(Shape annotation entries)
------------------------------------------------------------
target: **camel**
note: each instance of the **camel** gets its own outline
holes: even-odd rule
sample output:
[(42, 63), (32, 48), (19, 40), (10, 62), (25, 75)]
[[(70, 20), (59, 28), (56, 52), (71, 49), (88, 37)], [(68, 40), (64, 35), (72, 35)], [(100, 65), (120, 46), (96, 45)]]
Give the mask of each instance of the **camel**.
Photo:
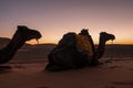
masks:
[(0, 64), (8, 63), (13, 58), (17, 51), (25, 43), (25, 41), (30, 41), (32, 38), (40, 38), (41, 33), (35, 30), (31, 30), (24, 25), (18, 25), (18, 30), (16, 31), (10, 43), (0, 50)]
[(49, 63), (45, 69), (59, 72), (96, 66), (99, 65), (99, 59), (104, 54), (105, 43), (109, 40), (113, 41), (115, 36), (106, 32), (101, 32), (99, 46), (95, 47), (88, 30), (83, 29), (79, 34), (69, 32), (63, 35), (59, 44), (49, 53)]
------------------------------------------------------------
TASK DETAILS -> Reproduce the material above verbatim, line by line, but omit the images from your copy.

THE SOLUTION ->
target: **camel**
note: each instance of the **camel** gets its own outline
holes: even-odd rule
sample output:
[(42, 63), (32, 48), (19, 40), (10, 62), (25, 75)]
[[(70, 20), (59, 28), (56, 52), (71, 49), (88, 37)], [(68, 40), (64, 35), (72, 35)], [(100, 65), (120, 46), (96, 45)]]
Give the mask of each instance of the **camel**.
Photo:
masks:
[(0, 64), (8, 63), (13, 58), (17, 51), (25, 43), (25, 41), (30, 41), (32, 38), (40, 38), (41, 33), (35, 30), (31, 30), (24, 25), (18, 25), (18, 30), (16, 31), (10, 43), (0, 50)]
[(49, 63), (45, 69), (59, 72), (96, 66), (99, 65), (99, 59), (104, 54), (105, 43), (109, 40), (113, 41), (115, 36), (106, 32), (101, 32), (99, 46), (95, 47), (88, 30), (83, 29), (79, 34), (69, 32), (63, 35), (59, 44), (49, 53)]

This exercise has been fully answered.